Stored dataset items:

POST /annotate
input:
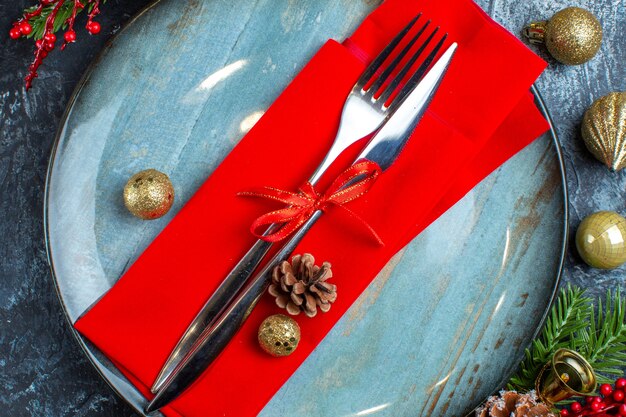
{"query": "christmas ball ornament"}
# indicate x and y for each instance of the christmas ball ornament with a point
(279, 335)
(572, 36)
(149, 194)
(93, 28)
(25, 28)
(604, 130)
(601, 240)
(15, 33)
(70, 36)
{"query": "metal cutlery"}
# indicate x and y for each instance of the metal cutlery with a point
(383, 149)
(367, 107)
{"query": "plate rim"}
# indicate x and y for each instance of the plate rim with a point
(82, 343)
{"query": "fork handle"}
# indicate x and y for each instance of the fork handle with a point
(215, 338)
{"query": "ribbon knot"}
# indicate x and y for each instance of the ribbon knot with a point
(351, 184)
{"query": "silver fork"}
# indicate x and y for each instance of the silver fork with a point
(368, 105)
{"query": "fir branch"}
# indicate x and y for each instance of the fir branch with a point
(568, 316)
(605, 347)
(573, 323)
(38, 22)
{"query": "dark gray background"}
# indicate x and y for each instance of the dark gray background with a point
(42, 370)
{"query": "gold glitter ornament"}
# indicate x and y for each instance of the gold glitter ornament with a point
(279, 335)
(604, 130)
(149, 194)
(601, 240)
(572, 36)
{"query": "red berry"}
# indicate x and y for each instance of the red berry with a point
(93, 27)
(606, 389)
(576, 407)
(15, 33)
(70, 36)
(25, 28)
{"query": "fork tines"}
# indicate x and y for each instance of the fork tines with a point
(375, 82)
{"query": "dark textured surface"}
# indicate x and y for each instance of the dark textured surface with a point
(42, 370)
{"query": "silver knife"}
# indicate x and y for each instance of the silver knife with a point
(383, 149)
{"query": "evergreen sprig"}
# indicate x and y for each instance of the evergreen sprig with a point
(38, 22)
(573, 323)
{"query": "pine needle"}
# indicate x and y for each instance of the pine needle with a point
(597, 333)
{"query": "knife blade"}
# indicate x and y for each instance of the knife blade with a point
(384, 148)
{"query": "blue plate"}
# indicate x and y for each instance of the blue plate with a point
(441, 327)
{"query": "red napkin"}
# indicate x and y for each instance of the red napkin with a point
(481, 116)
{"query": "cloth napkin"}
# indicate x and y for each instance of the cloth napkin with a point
(482, 115)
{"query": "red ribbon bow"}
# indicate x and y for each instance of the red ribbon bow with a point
(308, 200)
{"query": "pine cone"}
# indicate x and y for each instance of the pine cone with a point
(512, 404)
(301, 286)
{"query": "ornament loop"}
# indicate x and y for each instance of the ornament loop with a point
(568, 374)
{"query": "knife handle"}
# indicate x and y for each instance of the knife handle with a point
(215, 338)
(215, 306)
(238, 311)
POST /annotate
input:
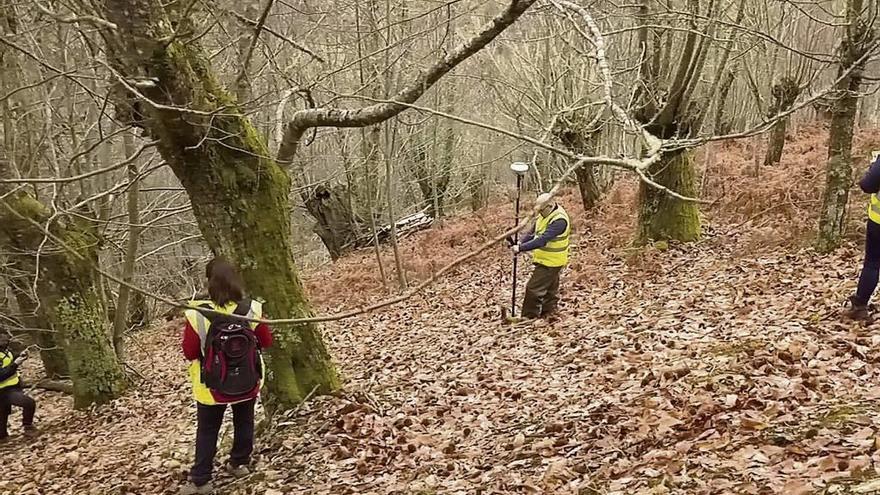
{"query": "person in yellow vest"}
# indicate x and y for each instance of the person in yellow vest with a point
(870, 274)
(548, 242)
(226, 368)
(11, 393)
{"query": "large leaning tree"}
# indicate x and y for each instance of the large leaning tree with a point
(240, 194)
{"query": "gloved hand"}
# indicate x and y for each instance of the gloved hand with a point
(21, 357)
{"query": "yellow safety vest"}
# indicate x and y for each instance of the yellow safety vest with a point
(200, 324)
(555, 253)
(5, 363)
(874, 209)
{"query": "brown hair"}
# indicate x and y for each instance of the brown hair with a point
(224, 282)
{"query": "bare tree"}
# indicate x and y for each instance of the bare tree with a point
(856, 43)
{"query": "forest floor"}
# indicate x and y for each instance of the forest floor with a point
(723, 366)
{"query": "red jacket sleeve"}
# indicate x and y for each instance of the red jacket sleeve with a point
(192, 347)
(264, 335)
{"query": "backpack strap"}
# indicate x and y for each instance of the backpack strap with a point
(208, 316)
(243, 308)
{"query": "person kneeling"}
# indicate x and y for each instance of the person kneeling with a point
(11, 393)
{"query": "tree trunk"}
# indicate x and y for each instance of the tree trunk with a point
(776, 143)
(662, 217)
(722, 124)
(573, 135)
(838, 174)
(49, 342)
(589, 188)
(838, 171)
(335, 223)
(785, 94)
(240, 196)
(68, 293)
(123, 306)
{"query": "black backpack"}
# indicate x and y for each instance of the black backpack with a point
(231, 362)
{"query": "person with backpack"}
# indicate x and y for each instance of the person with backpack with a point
(11, 393)
(858, 302)
(226, 369)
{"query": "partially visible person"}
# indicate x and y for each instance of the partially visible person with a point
(549, 243)
(858, 302)
(226, 369)
(11, 392)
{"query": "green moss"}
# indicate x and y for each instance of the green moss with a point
(663, 217)
(97, 375)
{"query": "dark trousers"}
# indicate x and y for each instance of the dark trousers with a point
(14, 396)
(542, 292)
(210, 418)
(871, 268)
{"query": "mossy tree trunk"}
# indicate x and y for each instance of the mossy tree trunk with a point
(838, 170)
(67, 289)
(240, 196)
(661, 216)
(785, 93)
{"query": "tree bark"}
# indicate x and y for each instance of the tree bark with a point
(583, 141)
(50, 343)
(785, 93)
(68, 293)
(123, 306)
(838, 170)
(662, 217)
(240, 195)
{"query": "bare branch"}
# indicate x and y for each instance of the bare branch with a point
(86, 175)
(72, 19)
(280, 36)
(362, 117)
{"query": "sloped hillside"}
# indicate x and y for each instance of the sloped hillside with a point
(717, 367)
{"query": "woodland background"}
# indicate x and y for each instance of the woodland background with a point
(706, 149)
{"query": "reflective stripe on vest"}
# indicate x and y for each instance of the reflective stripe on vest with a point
(5, 363)
(874, 209)
(200, 324)
(555, 252)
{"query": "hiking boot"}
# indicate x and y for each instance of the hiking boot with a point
(237, 471)
(190, 488)
(857, 310)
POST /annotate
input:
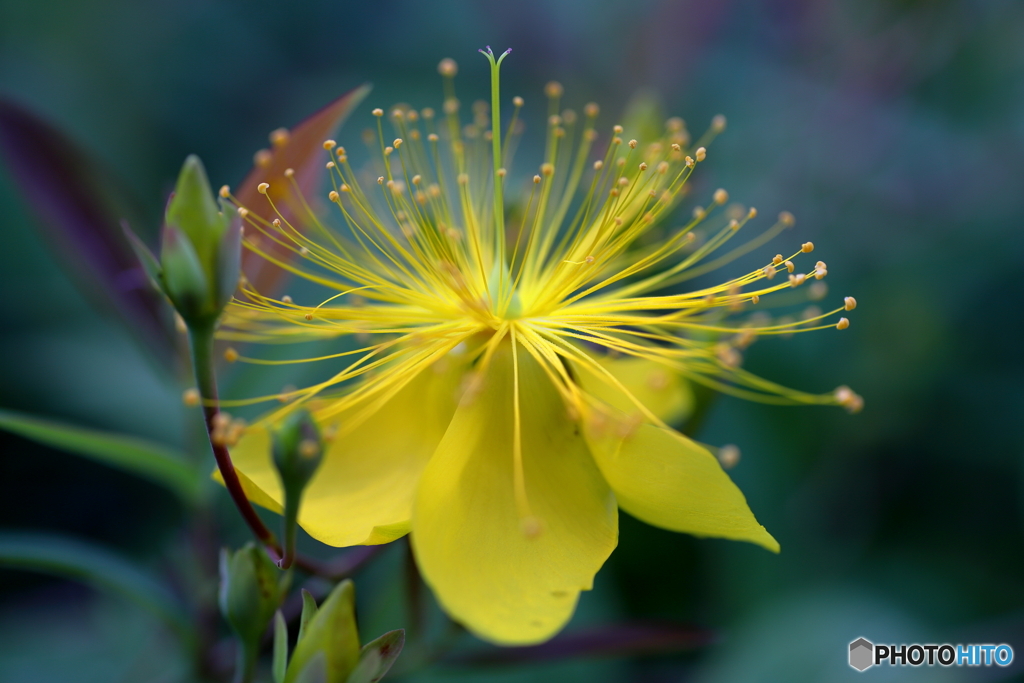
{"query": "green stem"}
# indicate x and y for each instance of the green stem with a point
(202, 352)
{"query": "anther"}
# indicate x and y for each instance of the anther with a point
(448, 68)
(262, 158)
(280, 137)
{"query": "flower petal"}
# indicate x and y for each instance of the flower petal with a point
(663, 477)
(663, 391)
(468, 531)
(363, 492)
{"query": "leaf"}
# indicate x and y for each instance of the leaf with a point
(609, 641)
(96, 566)
(280, 665)
(303, 153)
(81, 207)
(377, 656)
(129, 454)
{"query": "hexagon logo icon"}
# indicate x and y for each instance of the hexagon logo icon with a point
(861, 653)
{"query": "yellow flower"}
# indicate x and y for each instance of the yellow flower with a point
(512, 376)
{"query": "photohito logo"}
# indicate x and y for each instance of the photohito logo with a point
(864, 654)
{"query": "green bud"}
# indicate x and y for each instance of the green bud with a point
(298, 450)
(331, 634)
(251, 590)
(201, 254)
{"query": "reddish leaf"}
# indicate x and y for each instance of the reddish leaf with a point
(302, 152)
(81, 207)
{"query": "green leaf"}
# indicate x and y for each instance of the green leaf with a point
(280, 665)
(377, 656)
(129, 454)
(95, 566)
(332, 633)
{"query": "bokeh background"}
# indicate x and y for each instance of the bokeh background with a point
(893, 130)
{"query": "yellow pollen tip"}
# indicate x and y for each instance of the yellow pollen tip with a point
(554, 89)
(728, 456)
(280, 137)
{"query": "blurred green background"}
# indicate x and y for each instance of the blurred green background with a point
(894, 131)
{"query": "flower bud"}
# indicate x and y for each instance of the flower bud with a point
(298, 450)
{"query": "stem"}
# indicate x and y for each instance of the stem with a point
(202, 352)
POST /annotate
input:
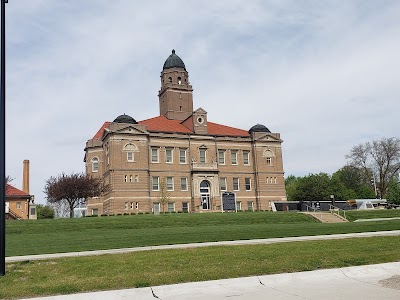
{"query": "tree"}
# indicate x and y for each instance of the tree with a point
(74, 189)
(380, 158)
(44, 212)
(164, 195)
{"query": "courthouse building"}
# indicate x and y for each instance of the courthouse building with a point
(181, 161)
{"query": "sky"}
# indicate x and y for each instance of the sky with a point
(324, 74)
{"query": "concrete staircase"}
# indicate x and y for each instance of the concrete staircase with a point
(326, 217)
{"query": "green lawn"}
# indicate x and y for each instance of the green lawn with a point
(69, 235)
(149, 268)
(353, 215)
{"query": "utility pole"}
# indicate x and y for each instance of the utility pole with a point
(3, 142)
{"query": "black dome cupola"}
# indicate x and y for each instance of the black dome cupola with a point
(125, 119)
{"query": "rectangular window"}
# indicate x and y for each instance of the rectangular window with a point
(235, 184)
(129, 156)
(155, 182)
(248, 184)
(234, 157)
(203, 157)
(183, 184)
(246, 158)
(182, 156)
(154, 155)
(168, 155)
(170, 183)
(171, 207)
(221, 157)
(222, 183)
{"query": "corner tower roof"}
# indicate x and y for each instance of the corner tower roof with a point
(174, 61)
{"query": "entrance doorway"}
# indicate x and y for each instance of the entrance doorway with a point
(205, 194)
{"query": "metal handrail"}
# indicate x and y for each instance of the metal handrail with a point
(314, 210)
(333, 208)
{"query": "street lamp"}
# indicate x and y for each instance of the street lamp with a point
(3, 142)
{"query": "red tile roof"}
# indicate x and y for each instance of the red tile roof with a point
(99, 133)
(162, 124)
(13, 191)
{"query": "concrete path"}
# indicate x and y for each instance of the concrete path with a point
(194, 245)
(363, 282)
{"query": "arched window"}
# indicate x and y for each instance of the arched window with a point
(269, 155)
(95, 164)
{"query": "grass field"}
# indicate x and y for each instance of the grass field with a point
(70, 235)
(149, 268)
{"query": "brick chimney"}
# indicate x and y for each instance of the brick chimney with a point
(25, 178)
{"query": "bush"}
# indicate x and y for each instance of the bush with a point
(44, 212)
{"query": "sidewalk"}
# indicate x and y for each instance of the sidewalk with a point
(380, 281)
(208, 244)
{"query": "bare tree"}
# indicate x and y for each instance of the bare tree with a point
(164, 195)
(380, 161)
(74, 189)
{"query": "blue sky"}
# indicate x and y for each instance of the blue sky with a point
(325, 74)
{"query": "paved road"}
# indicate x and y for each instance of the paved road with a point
(195, 245)
(363, 282)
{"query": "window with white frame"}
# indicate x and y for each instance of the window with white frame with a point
(246, 158)
(169, 155)
(235, 183)
(154, 155)
(185, 206)
(247, 182)
(182, 156)
(221, 157)
(171, 206)
(269, 155)
(222, 183)
(95, 164)
(234, 157)
(170, 183)
(183, 183)
(155, 183)
(203, 155)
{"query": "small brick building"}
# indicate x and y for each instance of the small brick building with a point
(183, 158)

> _To be done_: Which rows above contain the word "ribbon", with case matching? Pick out each of those rows and copy it in full.

> _Reply to the task_:
{"query": "ribbon knot"}
# indicate x and y for each instance of the ribbon knot with a point
{"query": "red ribbon bow"}
# indicate x and y for each instance of the red ribbon bow with a point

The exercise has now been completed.